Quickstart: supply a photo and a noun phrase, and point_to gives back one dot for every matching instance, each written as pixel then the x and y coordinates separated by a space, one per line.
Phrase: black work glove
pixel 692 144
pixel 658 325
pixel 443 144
☆ ☆ ☆ ☆ ☆ ☆ ☆
Objective:
Turn the listing above into a numbered list, leaving out any blank lines.

Response to the exercise:
1. Quickstart: supply a photo and a noun phrase, and point_to gives back one dot for every matching instance, each written as pixel then the x and y coordinates separated by a space, one per line.
2. Phrase: black work glove
3. pixel 692 144
4. pixel 658 325
5. pixel 443 144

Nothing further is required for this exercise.